WORK TASK> From the line with "of the hand" through the final line, transcribe the material below character for character; include no other lines.
** Opening INPUT block **
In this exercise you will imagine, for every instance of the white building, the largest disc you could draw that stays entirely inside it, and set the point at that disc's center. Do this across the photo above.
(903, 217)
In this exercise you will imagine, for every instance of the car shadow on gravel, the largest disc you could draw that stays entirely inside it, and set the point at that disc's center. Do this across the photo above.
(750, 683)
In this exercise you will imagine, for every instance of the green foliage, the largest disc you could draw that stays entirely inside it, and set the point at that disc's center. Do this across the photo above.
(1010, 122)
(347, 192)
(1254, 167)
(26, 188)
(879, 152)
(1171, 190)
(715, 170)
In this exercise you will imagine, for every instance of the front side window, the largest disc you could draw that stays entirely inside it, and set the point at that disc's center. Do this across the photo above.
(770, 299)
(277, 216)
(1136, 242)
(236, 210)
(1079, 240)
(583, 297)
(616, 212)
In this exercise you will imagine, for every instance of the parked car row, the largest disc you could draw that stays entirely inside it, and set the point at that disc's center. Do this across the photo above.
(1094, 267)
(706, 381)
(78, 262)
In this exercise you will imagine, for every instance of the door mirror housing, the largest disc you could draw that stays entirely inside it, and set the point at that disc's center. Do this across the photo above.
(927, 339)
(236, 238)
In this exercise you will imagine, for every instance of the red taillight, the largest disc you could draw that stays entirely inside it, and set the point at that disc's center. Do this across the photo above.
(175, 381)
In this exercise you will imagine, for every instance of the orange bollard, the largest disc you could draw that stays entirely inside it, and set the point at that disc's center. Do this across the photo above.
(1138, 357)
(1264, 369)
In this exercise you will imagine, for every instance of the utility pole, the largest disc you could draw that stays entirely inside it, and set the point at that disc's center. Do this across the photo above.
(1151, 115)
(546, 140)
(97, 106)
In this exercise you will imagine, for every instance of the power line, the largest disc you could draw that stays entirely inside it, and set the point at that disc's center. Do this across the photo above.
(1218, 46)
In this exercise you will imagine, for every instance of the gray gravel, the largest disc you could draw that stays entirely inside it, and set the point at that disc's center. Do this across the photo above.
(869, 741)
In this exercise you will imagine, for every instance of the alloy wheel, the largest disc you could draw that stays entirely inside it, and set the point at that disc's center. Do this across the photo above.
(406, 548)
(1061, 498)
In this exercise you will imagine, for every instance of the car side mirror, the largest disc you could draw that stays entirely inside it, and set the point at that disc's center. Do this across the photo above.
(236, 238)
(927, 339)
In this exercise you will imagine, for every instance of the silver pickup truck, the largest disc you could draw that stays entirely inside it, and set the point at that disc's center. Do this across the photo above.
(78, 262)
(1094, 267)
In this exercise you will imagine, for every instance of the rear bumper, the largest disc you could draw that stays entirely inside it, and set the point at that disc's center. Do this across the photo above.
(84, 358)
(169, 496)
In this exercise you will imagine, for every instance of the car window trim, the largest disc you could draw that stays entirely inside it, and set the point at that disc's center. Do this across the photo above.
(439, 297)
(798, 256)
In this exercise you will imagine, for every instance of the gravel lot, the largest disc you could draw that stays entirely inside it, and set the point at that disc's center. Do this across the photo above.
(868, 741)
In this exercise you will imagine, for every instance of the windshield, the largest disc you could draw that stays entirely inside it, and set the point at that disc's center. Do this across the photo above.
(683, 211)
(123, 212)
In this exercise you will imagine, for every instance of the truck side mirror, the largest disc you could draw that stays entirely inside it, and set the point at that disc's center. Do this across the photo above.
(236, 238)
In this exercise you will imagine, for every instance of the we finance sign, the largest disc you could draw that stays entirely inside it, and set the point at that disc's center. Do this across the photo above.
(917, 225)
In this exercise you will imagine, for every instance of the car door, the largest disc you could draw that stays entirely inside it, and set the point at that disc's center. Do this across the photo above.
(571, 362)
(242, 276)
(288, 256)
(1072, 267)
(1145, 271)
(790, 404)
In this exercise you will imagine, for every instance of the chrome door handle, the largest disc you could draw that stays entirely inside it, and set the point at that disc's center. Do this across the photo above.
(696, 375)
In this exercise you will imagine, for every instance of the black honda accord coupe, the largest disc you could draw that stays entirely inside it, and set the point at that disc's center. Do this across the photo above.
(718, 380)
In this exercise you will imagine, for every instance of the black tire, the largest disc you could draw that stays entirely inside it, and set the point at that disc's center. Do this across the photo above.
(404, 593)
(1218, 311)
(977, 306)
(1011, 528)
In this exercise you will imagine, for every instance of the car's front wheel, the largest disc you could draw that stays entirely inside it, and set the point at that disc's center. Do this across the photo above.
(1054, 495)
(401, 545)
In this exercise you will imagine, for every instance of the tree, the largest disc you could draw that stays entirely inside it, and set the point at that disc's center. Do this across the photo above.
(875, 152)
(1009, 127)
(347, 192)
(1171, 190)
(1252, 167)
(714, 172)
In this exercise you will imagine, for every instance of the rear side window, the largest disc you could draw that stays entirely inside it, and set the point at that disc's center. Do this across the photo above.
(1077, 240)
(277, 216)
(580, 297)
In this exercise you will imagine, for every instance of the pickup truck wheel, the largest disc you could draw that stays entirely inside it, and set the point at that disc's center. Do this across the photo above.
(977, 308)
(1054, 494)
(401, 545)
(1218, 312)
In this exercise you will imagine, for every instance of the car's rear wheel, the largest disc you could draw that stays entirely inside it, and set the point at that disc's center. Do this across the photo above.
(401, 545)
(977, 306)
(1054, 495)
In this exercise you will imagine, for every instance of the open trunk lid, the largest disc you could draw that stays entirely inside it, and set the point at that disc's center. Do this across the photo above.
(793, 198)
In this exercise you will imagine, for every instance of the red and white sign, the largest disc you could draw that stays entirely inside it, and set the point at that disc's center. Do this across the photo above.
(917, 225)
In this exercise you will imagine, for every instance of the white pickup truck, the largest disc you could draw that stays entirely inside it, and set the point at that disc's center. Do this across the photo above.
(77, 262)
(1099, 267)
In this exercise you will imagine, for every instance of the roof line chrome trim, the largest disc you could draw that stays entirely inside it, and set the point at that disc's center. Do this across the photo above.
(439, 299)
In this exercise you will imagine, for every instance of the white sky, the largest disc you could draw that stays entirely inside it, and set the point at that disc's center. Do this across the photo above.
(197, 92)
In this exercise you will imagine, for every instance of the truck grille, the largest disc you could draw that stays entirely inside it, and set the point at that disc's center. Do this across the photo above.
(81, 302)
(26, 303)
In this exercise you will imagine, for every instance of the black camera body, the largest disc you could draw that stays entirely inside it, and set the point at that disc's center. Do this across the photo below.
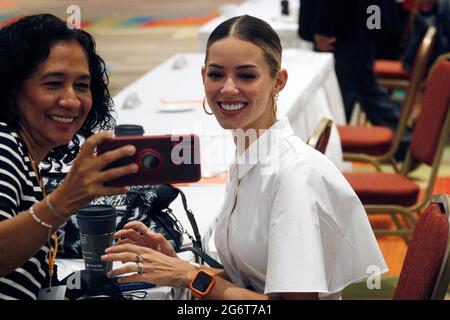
(164, 159)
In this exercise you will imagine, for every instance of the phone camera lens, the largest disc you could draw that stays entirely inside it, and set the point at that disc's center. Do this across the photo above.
(149, 161)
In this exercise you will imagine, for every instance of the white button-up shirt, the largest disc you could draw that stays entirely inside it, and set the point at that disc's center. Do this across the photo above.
(291, 222)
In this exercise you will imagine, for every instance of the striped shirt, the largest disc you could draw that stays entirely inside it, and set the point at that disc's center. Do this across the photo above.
(19, 190)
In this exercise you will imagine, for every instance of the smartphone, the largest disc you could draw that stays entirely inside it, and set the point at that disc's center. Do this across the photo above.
(164, 159)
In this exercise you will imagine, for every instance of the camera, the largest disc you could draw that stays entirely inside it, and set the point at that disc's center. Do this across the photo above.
(164, 159)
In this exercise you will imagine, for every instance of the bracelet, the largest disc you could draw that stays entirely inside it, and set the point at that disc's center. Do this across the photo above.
(42, 223)
(53, 210)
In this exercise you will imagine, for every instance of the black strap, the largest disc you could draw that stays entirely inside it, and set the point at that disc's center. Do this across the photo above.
(197, 243)
(205, 257)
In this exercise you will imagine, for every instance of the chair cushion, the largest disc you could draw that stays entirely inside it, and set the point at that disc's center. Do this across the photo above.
(424, 257)
(383, 188)
(391, 69)
(374, 140)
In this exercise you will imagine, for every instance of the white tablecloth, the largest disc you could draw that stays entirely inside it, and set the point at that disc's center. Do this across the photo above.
(168, 100)
(268, 10)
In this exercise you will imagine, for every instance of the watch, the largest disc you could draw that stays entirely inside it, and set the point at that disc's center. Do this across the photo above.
(202, 283)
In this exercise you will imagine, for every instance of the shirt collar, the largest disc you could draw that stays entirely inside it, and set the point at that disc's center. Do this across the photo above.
(265, 146)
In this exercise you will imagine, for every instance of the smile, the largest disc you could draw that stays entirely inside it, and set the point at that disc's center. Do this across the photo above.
(232, 106)
(62, 119)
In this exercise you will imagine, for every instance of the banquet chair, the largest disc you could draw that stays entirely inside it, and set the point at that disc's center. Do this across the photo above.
(425, 272)
(321, 134)
(392, 75)
(378, 144)
(397, 193)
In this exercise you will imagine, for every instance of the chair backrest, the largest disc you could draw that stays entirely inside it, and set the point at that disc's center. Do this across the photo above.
(425, 273)
(321, 134)
(417, 75)
(432, 122)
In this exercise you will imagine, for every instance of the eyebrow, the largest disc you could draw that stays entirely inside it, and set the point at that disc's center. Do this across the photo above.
(244, 66)
(61, 74)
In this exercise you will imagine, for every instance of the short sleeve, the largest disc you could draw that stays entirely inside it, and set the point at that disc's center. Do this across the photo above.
(295, 260)
(320, 239)
(10, 175)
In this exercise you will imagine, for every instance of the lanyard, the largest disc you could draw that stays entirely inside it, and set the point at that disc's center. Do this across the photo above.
(52, 252)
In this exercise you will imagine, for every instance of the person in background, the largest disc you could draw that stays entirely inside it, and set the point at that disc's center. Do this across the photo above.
(341, 28)
(291, 227)
(53, 91)
(431, 13)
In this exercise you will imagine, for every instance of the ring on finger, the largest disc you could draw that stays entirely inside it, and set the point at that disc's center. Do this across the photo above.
(140, 266)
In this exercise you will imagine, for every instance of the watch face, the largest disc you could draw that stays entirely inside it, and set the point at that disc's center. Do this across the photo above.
(202, 281)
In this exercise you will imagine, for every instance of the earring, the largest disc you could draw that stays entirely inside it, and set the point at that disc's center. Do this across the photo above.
(204, 108)
(275, 100)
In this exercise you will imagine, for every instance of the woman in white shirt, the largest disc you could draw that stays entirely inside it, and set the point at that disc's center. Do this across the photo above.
(291, 226)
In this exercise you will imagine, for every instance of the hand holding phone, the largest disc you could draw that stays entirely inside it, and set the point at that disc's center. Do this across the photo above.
(162, 159)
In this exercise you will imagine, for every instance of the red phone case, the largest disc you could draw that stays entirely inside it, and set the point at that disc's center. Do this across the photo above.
(163, 159)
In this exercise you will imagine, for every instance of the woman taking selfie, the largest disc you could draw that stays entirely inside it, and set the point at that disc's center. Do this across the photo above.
(53, 87)
(291, 226)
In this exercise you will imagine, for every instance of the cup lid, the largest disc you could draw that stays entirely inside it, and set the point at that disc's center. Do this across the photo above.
** Closing INPUT block **
ANSWER SECTION>
In this exercise you will imagine, for every instance of the hand holding phone, the largest disc you could draw that stays entirely inside it, and set the point at that disc's center. Do this across the photo above.
(162, 159)
In this exercise you will imagine, for every instance of the red phone case, the largest disc you could draw that stays entirely inside it, and set the point at that disc's center. Do this across the photo above.
(163, 159)
In this exercise you will imagine, for every instance of the woman taking selfie, the largest disc you could draw that stays entirely inside it, and set the point at that disc's center. Do this across the photo above.
(53, 87)
(291, 226)
In this exercise you will imagine, for every instance of the cup lid, the largest disc you could draw that stays entirely inside it, and set the point at that disc's center. Do this across the photo above.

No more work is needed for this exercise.